→ **QUOTED PASSAGE**:

********************

Replacement referees in the church

“Oh my gosh! Did you see that play? Green Bay should have won the game!”

Just about everyone was shocked watching the Green Bay Packers and Seattle Seahawks game finish on Monday night.

The reactions were swift and critical. Angry fans believe the replacement NFL referees — replaced by the regulars as of last night — got the final play wrong. For weeks, sports writers and fans alike lamented the replacement referees and their seemingly obtuse penalty calling… or lack there of. It seems these replacement refs didn’t get the job done. Or did they?

There certainly has been a lot of hyper criticism revolving around these refs from day one. Since the strike of the regular NFL refs, the replacement referees have been placed under a microscope. Every call, play, or touchdown has been meticulously examined, digested, and judged in the court of public opinion. Referees blow calls all the time, but we usually forget about those plays. Not for replacement referees. We’ll remember those.

In reality, the standard of expectation has been set unfairly high. Many fans are waiting for these refs to make a mistake. And when they do, the fans and sport writers are like a pack of wolves ready to devour them with criticism. Truly, most fans do not lie in wait for a ref to make a mistake, but that’s what America’s football watchers have been doing.

********************

→ **STATED PROBLEM 1**: Copy the passage of the post on replacement referees that begins with the words containing "Replacement referees in" and ends with "on Monday night.".
→ **STATED PROBLEM 2**: According to the post on replacement referees, why has the standard of expectation for the replacement referees been set unfairly high?

********************

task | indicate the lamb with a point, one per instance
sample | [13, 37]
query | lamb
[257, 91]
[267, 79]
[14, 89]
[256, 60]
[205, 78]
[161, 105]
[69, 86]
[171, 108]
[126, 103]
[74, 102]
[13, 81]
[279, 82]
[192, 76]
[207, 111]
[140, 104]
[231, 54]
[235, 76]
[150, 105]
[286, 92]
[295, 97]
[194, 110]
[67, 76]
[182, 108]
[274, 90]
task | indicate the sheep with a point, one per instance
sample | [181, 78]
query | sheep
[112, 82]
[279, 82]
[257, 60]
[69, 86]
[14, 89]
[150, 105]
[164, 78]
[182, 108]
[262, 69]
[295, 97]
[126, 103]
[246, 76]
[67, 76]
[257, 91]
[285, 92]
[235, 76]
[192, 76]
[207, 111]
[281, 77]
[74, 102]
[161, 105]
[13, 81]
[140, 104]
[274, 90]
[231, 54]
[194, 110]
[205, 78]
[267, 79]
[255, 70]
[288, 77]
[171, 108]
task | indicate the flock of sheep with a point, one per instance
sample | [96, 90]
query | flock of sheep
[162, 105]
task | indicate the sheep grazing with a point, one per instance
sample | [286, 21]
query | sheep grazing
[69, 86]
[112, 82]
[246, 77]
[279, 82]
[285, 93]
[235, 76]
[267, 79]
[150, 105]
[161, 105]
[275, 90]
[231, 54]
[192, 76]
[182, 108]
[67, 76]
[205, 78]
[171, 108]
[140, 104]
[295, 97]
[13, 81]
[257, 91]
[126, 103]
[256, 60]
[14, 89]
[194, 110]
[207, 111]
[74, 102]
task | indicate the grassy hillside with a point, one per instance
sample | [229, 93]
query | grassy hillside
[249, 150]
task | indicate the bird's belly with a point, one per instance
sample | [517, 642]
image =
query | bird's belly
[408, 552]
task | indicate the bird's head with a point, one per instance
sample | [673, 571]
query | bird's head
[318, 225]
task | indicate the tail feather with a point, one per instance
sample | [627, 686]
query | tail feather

********************

→ **REPLY 1**:
Replacement referees in the church

“Oh my gosh! Did you see that play? Green Bay should have won the game!”

Just about everyone was shocked watching the Green Bay Packers and Seattle Seahawks game finish on Monday night.

→ **REPLY 2**: Since the regular NFL referees went on strike, every call, play, or touchdown by the replacement referees has been examined and judged in the court of public opinion. Their blown calls are remembered, while those of regular referees are usually forgotten. Many fans wait for them to make a mistake and then, along with sports writers, attack them with criticism like a pack of wolves.